(MURFREESBORO, Ark.)-The diamond is the traditional birthstone for those who were born in the month of April. How perfect that Andrea Murphy of Gentry, Arkansas, found a 2.10-carat brown diamond yesterday while she and her family visited the Crater of Diamonds State Park this week to celebrate her birthday. According to Park Interpreter Margi Jenks, "Andrea and eight of her family members gathered together at the Crater of Diamonds to celebrate a milestone, her 30th birthday. Her mother, Karen, came up with the idea to visit Arkansas's diamond site and celebrate the occasion here since the diamond is Andrea's birthstone." Jenks said, "The square, iced tea brown diamond was a surface find after Andrea had been here for about two hours. At first Andrea thought her find was either a diamond, or some kind of toy. After the park staff verified and registered her diamond, Andrea decided that the best name for it would be the Andrea Birthday Diamond."
The diamond is the 144th diamond found this year by a park visitor, and it is the sixth diamond since January 1st weighing over one carat. The colors of diamonds found at the park are white, brown, and yellow, in that order. "Because of their dark color, brown diamonds are the most difficult to find. However, this is the second large brown diamond found at the park in the last two weeks. A beautiful 1.61-carat brown diamond was found by a park visitor from St. Louis, Missouri, on March 28," said Jenks.
"The Crater of Diamonds State Park is very much a family place. Multi-generational families, like Andrea's relatives, often enjoy the park together. The park staff is thrilled that this family get-together resulted in just what they'd hoped for-a diamond to celebrate Andrea's birthday." She noted that the conditions were perfect at the park yesterday for a diamond to be found on the surface of the diamond search area. "The park received a number of washing rainstorms in March, and then yesterday was a beautiful, sunny day. A good hard rain will wash dirt away that may be covering the diamonds. So, when diamonds are on the surface of the field, they sparkle, and can be seen easily."

## Written task
Using the diamond-find report, explain in one to three sentences why conditions at the park were favorable for a diamond to be found on the surface.

## Available data
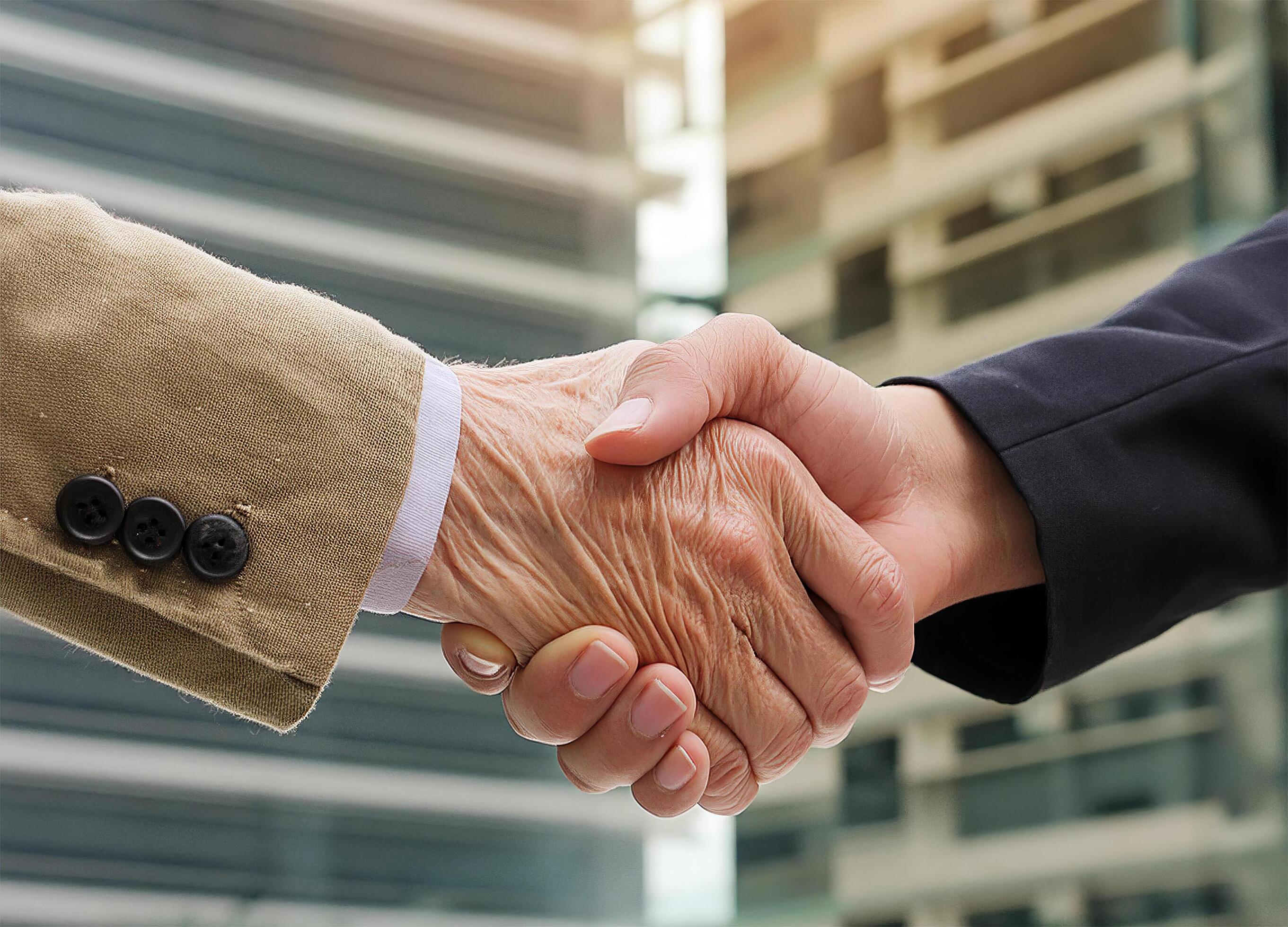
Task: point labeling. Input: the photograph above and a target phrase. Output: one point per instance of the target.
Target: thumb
(671, 391)
(484, 662)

## Solved exercise
The park had received a number of washing rainstorms in March, and a good hard rain washes away dirt that may be covering the diamonds. The day of the find was sunny, so diamonds on the surface of the field sparkled and could be seen easily.